(EXERCISE)
Would you write out the entries below, every one of them, exactly?
----------------
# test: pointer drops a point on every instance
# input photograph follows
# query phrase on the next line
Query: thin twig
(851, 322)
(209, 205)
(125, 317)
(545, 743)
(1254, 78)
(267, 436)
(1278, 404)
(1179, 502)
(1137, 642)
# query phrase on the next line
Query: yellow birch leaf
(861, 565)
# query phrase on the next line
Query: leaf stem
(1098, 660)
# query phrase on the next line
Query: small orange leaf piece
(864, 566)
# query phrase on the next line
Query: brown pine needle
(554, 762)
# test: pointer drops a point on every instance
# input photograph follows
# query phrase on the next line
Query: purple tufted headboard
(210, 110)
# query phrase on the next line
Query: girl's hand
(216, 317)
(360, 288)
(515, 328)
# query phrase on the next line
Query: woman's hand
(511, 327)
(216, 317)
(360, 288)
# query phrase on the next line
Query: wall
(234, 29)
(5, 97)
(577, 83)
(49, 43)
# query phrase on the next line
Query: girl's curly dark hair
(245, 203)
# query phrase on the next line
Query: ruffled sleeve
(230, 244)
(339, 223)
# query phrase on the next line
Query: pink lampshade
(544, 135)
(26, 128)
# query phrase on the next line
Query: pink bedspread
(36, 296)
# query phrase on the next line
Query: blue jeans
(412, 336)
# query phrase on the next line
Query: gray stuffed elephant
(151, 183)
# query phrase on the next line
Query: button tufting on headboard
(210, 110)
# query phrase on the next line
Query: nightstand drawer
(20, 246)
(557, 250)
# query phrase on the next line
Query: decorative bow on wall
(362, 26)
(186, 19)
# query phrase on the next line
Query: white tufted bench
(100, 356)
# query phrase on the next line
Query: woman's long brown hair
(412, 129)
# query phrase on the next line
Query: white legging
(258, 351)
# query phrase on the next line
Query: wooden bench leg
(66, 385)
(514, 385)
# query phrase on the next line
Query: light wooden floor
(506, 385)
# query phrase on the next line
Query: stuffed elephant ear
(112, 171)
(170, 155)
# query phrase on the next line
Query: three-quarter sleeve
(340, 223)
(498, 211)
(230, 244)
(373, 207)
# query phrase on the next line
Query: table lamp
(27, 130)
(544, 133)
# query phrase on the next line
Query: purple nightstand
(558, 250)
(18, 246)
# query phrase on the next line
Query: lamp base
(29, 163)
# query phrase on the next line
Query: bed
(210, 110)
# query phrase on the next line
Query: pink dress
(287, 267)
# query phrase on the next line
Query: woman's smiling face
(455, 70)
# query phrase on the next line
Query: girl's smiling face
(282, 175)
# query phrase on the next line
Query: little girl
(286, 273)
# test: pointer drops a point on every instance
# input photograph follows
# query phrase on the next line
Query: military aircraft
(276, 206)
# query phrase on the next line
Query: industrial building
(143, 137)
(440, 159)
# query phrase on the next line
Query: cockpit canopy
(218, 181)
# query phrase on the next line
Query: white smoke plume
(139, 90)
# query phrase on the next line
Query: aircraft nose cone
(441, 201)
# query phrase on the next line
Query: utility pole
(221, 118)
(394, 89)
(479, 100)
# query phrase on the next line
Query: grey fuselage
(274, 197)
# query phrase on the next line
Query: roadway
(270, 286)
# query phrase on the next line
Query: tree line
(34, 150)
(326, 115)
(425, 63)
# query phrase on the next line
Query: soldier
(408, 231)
----------------
(SOLUTION TO THE EXERCISE)
# test: pointer drops a point on every instance
# input photograph follows
# query phrase on the next line
Query: thin twig
(851, 322)
(209, 205)
(125, 317)
(545, 743)
(1254, 78)
(267, 436)
(1278, 404)
(1179, 502)
(1137, 642)
# query phrase on the next line
Query: yellow birch leaf
(861, 565)
# query phrase on the next line
Query: leaf stem
(1098, 660)
# query phrase on the next line
Query: small orange leaf piece
(864, 566)
# query phrase on the next line
Query: brown pine needle
(554, 762)
# test: pointer drops a point on every instance
# input photograph follows
# query phrase on the next line
Query: purple tufted headboard
(210, 110)
# query phrase on the next line
Query: girl's hand
(216, 317)
(360, 288)
(515, 328)
# query phrase on the next line
Query: woman's hand
(511, 327)
(216, 317)
(360, 288)
# query phrase on the next line
Query: wall
(234, 29)
(5, 97)
(577, 83)
(49, 43)
# query phrase on the next line
Query: girl's curly dark hair
(245, 203)
# query phrase on the next line
Query: ruffled sleeve
(230, 244)
(339, 223)
# query phrase on the next line
Query: pink lampshade
(544, 135)
(26, 128)
# query phrase on the next line
Query: pink bedspread
(36, 296)
# query phrase on the next line
Query: blue jeans
(412, 336)
# query phrase on the next line
Query: gray stuffed elephant
(151, 183)
# query phrase on the next line
Query: button tufting on headboard
(210, 110)
# query phrase on the next line
Query: nightstand drawer
(20, 246)
(557, 250)
# query phrase on the next line
Query: decorative bow on wall
(362, 26)
(186, 19)
# query phrase on the next line
Query: white tufted bench
(100, 356)
# query phrase on the next line
Query: woman's long brown hair
(412, 129)
# query phrase on the next line
Query: white legging
(258, 351)
# query phrase on the next line
Query: wooden bench leg
(66, 385)
(514, 385)
# query phrase on the next line
Query: light wooden floor
(506, 385)
# query phrase on the next line
Query: stuffed elephant ear
(112, 171)
(170, 155)
# query phrase on the next line
Query: three-quarter sleeve
(340, 223)
(498, 211)
(230, 244)
(373, 207)
# query phrase on the next line
Query: table lamp
(27, 130)
(544, 133)
# query phrase on the next line
Query: purple nightstand
(558, 250)
(18, 246)
# query phrase on the next line
Query: lamp base
(29, 163)
# query phrase on the next line
Query: bed
(210, 110)
# query phrase on the next line
Query: pink dress
(287, 267)
# query phrase on the next line
Query: woman's smiling face
(455, 70)
# query phrase on the next line
Query: girl's smiling face
(282, 175)
# query phrase on the next line
Query: little girl
(286, 273)
# test: pointer drops a point on every instance
# input photograph follows
# query phrase on the next line
Query: military aircraft
(276, 206)
# query phrase on the next line
Query: industrial building
(143, 137)
(440, 159)
# query phrase on the next line
Query: cockpit canopy
(218, 181)
# query phrase on the next line
Query: white smoke plume
(139, 90)
# query phrase on the next line
Query: aircraft nose cone
(441, 201)
# query phrase on the next line
Query: utility pole
(221, 118)
(394, 89)
(479, 100)
# query phrase on the next line
Query: grey fuselage
(274, 197)
# query phrase on the next line
Query: roadway
(270, 286)
# query phrase on the next line
Query: tree line
(34, 150)
(326, 115)
(425, 63)
# query phrase on the next line
Query: soldier
(408, 231)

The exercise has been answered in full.